PROBLEM DETAILS: In the material below, retype the lines from the line containing "Target: white calf" up to and including the line containing "<point>368,208</point>", keeping every character the same.

·····

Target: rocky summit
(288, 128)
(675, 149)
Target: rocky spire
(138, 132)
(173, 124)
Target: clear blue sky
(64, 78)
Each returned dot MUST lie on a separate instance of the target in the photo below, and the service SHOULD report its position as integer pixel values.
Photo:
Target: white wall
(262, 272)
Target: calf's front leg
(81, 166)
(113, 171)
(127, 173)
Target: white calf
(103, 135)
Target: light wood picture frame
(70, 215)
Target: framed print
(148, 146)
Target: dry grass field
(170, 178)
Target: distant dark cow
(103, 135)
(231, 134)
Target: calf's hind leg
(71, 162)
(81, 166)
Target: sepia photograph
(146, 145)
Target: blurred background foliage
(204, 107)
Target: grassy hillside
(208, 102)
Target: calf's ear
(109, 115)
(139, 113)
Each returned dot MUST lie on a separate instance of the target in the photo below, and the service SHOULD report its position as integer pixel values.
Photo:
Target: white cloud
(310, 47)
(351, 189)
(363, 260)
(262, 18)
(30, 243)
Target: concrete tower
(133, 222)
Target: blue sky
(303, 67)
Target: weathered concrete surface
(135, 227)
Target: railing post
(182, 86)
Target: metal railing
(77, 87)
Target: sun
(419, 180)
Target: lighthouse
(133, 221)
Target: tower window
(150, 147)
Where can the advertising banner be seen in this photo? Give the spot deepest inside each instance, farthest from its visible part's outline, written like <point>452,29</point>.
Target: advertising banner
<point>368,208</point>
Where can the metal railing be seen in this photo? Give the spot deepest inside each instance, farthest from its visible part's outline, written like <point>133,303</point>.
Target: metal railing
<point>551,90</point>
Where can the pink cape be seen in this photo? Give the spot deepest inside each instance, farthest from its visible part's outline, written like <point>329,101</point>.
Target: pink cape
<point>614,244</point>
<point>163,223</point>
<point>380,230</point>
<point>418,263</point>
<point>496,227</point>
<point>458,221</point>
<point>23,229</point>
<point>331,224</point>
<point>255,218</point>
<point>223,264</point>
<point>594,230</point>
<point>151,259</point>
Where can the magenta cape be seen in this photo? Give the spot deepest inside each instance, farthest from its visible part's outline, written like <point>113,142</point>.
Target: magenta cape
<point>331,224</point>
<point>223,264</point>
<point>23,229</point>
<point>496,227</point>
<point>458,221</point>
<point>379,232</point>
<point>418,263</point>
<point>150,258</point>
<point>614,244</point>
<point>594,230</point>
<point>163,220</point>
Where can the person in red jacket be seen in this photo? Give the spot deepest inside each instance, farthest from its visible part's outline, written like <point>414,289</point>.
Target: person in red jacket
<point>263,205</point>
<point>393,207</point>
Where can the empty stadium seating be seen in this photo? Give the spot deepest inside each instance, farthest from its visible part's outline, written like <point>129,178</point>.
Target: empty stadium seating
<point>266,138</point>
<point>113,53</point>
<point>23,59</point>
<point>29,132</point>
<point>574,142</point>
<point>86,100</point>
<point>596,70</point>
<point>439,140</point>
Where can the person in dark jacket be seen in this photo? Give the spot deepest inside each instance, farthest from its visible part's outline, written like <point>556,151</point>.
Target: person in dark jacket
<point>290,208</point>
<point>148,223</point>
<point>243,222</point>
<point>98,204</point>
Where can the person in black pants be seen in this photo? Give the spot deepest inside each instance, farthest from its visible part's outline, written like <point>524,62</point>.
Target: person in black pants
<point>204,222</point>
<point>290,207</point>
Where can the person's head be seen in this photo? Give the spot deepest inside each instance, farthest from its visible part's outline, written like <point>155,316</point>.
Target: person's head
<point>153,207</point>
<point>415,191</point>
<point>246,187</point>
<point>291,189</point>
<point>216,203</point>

·····

OUTPUT BELOW:
Target: white calf
(103, 135)
Target: light wood picture frame
(70, 215)
Target: framed print
(148, 146)
Target: dry grass field
(170, 178)
Target: distant dark cow
(103, 135)
(231, 134)
Target: calf's hind leg
(71, 162)
(81, 166)
Target: sepia photograph
(146, 145)
Target: blurred background foliage
(204, 107)
Target: grassy hillside
(208, 102)
Target: calf's ear
(109, 115)
(139, 113)
Each returned dot MUST lie on a separate instance of the target in the photo below, and the service SHOULD report its position as integer pixel values.
Photo:
Target: white cloud
(310, 47)
(351, 189)
(363, 260)
(262, 18)
(30, 243)
Target: concrete tower
(133, 222)
Target: blue sky
(303, 67)
Target: weathered concrete surface
(135, 227)
Target: railing post
(182, 86)
Target: metal railing
(77, 87)
Target: sun
(419, 180)
Target: lighthouse
(133, 221)
Target: tower window
(150, 147)
Where can the advertising banner be seen in this photo? Give the spot deepest inside each instance, farthest from its visible part's outline, written like <point>452,29</point>.
Target: advertising banner
<point>368,208</point>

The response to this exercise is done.